§ WHAT TO WORK ON
**1)** Please reproduce word for word everything in the shed roof thread from "I only have" down to "is called for.".
**2)** In the shed roof thread, which rafter size and spacing does tpagel finally choose?
::: DOCUMENT EXTRACT
# Shed roof framing - rafter size recommendations?



## funfool (Oct 5, 2012)

Go with the 2x6, 2x4 make a really crappy shed roof. They are great for a engineered truss system.

What you really need to do is check the span of the 2x6 and the load calcs of what it will hold. Then figure out what 4 foot of snow weighs. 

I would not consider 2x4
2x6 would be the bear minimum I would use.
You may find with your load calcs that the weight of the snow is pushing the limits of the 2x6. You may want a 2x8.

I only have memories of snow living in Albuquerque :laughing: 
Seems to be a big difference in weight from a nice fluffy dry snow, to a wet heavy snow.
If you ever think you may want to putter around in the shed during the winter, will be able to add more insulation with the 2x8.
Here we use 2x12, not for strength, just to meet code for insulation in a living space.


----------



## joed (Mar 13, 2005)

2x4 in the form of a truss does compare in any way to a 2x4 used as a straight rafter. For a 12 foot span a 2x8 is called for.


----------



## jagans (Oct 21, 2012)

A truss is designed to break down applied loads and distribute them throughout the truss to the foundation. A single span rafter has to deal with the applied loads within its structure. You may want to re-think the 8 foot dimension if you can, that's pretty shallow.


----------



## GBrackins (Apr 26, 2012)

two questions, what is the ground snow load requirement for your area, and what is the slope of the 8' span shed roof?


----------



## tpagel (Jan 30, 2008)

Thanks everybody....The ground snow load where I live is 30 psf. I think the slope of the roof will be about 3:12. I chose the 8' depth of the shed for floor panel material efficiency. The 4' of snow on the roof of the house has happened twice in 5 years, but the shed is easily cleared with a roof rake, as opposed to the house, whose roof we had to shovel.


----------



## GBrackins (Apr 26, 2012)

for 30 psf snow load, 3/12 pitch roof over a 8' span the minimum rafter would be something like a #2 spruce 2x6 at 16" o.c. I'd strongly recommend 2x8 at 16" o.c. however. the difference in price isn't that much for your shed, and you'd have a stronger roof for those high snow events.

just my opinion


----------



## tpagel (Jan 30, 2008)

Sound advice. I'll go with 2x8's at 16" O.C. for the rafters. I appreciate everybody's help!


----------



## jagans (Oct 21, 2012)

tpagel said:


> Thanks everybody....The ground snow load where I live is 30 psf. I think the slope of the roof will be about 3:12. I chose the 8' depth of the shed for floor panel material efficiency. The 4' of snow on the roof of the house has happened twice in 5 years, but the shed is easily cleared with a roof rake, as opposed to the house, whose roof we had to shovel.


If you have the room, I would double it to 16 feet. Stuff Grows


----------



## Gary in WA (Mar 11, 2009)

http://publicecodes.cyberregs.com/icod/irc/2009/icod_irc_2009_8_sec002_par023.htm

Gary


----------



## hand drive (Apr 21, 2012)

tpagel said:


> Sound advice. I'll go with 2x8's at 16" O.C. for the rafters. I appreciate everybody's help!



might want to plan on some overhangs with your rafters that go past the top plates then connect the rafters to the top plates with hurricane clips...


----------
::::::
::: RECORDED DATA
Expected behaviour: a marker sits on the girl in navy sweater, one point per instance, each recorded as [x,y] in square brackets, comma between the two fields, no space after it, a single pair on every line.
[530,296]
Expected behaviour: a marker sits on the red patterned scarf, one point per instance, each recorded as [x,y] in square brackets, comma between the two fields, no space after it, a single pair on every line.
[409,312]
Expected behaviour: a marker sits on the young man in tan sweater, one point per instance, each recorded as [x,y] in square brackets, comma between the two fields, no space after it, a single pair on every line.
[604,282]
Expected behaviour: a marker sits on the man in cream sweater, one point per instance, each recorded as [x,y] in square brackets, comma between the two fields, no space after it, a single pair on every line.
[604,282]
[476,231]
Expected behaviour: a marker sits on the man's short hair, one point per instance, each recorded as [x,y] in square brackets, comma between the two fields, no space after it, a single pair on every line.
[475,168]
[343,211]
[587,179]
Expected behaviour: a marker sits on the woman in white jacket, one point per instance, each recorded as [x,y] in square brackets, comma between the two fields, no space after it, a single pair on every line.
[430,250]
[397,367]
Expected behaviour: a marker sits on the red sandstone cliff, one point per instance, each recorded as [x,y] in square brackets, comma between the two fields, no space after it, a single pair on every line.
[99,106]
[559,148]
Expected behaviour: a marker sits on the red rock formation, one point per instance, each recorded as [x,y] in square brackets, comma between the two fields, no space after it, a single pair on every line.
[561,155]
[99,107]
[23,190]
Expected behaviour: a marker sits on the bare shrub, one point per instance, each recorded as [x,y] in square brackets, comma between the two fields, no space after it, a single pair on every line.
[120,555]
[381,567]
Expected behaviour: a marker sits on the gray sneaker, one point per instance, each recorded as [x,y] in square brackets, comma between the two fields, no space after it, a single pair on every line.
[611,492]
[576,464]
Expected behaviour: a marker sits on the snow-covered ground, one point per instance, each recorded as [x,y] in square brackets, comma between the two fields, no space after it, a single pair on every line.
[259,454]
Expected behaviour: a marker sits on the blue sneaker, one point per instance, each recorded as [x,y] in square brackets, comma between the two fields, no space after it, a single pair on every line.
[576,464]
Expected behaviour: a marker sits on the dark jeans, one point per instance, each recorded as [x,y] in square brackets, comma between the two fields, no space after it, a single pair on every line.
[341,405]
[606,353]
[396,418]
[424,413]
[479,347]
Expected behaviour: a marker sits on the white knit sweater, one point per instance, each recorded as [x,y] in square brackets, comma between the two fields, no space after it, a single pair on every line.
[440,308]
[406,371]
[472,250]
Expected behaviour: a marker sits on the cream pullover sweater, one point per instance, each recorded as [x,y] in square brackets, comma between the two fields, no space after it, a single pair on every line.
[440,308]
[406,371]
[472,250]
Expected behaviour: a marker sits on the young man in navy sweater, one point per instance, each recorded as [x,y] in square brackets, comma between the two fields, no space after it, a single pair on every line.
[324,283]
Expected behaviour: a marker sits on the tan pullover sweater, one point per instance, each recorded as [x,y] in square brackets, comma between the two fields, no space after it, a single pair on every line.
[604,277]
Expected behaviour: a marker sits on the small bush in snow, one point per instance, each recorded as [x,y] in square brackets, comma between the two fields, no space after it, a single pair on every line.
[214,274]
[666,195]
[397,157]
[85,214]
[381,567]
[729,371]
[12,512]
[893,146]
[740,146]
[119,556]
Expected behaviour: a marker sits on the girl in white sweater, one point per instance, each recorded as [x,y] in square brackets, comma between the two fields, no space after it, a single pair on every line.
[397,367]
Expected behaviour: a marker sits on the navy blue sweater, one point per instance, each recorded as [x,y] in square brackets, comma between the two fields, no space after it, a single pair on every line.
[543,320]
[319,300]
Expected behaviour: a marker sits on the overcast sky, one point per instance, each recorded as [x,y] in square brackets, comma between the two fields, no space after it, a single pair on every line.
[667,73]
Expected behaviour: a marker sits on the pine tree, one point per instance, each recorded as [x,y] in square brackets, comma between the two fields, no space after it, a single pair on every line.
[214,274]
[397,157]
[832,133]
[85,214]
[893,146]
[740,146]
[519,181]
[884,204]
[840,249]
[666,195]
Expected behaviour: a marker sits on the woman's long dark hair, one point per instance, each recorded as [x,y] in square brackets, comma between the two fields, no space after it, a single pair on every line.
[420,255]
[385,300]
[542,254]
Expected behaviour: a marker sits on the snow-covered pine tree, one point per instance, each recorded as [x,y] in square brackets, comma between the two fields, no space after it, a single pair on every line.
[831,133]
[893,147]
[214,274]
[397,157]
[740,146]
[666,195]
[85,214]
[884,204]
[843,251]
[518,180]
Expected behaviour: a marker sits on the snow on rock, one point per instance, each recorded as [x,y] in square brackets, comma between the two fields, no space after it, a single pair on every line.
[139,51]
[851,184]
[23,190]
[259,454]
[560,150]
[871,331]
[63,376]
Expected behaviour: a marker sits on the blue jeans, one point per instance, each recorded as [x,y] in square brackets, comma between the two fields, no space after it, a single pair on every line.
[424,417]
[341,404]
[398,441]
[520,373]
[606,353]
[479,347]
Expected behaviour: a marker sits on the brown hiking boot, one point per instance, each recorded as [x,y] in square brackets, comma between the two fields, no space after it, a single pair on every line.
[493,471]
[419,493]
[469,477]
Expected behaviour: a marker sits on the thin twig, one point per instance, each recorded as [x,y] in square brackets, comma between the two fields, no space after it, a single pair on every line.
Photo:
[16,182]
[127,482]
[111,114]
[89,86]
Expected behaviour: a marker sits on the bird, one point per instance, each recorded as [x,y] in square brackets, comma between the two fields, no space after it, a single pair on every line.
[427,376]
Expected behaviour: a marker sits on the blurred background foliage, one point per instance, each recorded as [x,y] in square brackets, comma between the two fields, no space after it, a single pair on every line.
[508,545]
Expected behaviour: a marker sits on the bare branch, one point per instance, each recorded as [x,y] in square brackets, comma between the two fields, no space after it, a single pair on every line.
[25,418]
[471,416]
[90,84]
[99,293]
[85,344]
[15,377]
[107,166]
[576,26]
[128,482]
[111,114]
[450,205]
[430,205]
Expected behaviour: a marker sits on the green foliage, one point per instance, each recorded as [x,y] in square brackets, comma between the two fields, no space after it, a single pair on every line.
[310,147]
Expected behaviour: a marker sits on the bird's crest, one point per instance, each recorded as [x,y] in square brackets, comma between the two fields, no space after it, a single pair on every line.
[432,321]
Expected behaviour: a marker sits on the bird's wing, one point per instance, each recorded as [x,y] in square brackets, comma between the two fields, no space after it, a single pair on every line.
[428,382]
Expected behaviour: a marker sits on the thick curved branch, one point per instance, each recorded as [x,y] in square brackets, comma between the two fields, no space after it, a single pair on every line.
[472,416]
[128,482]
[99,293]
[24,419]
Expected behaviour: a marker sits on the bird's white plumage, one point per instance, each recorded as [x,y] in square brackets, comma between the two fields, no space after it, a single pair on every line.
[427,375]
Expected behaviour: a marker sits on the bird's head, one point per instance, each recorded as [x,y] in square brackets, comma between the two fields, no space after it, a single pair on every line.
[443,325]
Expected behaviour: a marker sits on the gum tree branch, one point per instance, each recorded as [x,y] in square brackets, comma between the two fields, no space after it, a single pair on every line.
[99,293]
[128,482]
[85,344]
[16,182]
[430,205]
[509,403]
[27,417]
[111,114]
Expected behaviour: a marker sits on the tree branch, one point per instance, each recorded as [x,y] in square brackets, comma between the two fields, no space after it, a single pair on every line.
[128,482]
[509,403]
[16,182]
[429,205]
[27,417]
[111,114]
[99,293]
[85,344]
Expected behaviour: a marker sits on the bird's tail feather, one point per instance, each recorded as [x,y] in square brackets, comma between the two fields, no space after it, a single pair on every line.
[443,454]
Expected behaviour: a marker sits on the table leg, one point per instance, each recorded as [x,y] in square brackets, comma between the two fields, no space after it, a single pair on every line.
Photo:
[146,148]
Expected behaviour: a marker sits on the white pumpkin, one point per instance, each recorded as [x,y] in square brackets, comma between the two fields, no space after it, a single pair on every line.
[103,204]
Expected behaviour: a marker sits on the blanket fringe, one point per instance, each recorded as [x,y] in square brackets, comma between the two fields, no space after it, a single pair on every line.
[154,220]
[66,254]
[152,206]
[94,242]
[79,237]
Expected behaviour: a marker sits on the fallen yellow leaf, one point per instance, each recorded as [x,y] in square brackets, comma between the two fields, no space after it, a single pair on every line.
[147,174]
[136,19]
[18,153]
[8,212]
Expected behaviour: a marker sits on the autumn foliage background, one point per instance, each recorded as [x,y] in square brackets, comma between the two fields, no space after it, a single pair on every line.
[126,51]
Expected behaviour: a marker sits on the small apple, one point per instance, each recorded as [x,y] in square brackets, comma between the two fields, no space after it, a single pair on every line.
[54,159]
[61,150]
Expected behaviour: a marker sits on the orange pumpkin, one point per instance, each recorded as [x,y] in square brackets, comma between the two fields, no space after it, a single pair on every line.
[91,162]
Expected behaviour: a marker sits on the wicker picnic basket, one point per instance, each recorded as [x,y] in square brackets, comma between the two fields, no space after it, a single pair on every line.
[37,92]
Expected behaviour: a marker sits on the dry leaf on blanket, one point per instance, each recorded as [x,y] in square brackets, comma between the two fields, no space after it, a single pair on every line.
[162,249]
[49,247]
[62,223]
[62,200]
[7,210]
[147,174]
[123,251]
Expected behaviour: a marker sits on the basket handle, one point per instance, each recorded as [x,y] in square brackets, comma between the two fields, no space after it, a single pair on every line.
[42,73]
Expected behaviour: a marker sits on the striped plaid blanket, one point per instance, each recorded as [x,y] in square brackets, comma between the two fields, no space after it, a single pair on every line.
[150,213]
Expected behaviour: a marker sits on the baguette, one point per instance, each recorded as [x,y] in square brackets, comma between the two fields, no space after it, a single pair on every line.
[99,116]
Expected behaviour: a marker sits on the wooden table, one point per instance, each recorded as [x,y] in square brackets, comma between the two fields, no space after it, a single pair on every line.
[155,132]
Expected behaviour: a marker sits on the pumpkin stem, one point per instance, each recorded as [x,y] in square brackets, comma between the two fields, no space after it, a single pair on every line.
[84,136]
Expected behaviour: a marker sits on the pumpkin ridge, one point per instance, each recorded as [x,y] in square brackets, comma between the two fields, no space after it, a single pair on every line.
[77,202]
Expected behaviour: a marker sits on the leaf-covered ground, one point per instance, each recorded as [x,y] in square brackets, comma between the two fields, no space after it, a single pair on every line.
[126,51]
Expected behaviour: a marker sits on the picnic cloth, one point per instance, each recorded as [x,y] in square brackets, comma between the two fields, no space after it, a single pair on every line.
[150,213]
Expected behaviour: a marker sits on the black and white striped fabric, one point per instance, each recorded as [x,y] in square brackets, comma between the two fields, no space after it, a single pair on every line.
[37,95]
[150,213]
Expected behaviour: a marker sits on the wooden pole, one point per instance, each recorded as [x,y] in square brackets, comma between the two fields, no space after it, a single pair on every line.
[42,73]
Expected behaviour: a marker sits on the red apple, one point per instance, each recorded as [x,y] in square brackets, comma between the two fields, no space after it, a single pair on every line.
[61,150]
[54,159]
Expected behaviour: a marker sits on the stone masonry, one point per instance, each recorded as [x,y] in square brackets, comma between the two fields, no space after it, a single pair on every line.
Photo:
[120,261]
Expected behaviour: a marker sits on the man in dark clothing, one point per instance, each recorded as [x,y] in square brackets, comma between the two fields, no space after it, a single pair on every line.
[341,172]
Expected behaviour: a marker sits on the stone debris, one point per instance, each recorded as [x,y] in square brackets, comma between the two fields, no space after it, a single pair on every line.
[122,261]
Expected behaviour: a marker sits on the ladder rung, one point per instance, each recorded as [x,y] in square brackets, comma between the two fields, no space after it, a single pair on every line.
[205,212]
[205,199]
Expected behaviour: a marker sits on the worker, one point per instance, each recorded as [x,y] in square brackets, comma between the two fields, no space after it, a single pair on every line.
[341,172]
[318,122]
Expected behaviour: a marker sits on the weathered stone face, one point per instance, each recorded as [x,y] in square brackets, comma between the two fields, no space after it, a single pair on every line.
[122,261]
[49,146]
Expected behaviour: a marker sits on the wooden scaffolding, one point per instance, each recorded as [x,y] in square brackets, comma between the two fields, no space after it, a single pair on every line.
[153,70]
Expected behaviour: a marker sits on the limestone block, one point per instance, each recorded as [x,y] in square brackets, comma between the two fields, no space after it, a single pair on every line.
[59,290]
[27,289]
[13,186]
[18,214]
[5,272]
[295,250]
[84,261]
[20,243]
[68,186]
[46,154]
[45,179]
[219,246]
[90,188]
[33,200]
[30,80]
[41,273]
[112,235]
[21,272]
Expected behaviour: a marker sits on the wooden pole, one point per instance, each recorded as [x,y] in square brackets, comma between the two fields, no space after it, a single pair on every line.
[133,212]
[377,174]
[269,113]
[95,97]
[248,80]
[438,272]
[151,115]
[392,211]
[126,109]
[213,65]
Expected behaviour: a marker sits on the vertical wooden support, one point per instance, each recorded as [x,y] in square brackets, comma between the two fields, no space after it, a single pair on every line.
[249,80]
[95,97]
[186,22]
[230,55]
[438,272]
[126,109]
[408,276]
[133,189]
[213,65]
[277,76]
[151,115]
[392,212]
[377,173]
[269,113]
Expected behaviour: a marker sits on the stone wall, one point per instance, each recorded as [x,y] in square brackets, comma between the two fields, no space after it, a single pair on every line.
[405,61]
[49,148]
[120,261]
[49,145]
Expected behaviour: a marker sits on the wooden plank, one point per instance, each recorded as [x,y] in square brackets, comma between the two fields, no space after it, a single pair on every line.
::::::
§ EXERCISE RESULTS
**1)**
I only have memories of snow living in Albuquerque :laughing: 
Seems to be a big difference in weight from a nice fluffy dry snow, to a wet heavy snow.
If you ever think you may want to putter around in the shed during the winter, will be able to add more insulation with the 2x8.
Here we use 2x12, not for strength, just to meet code for insulation in a living space.


----------



## joed (Mar 13, 2005)

2x4 in the form of a truss does compare in any way to a 2x4 used as a straight rafter. For a 12 foot span a 2x8 is called for.

**2)** 2x8s at 16" on center.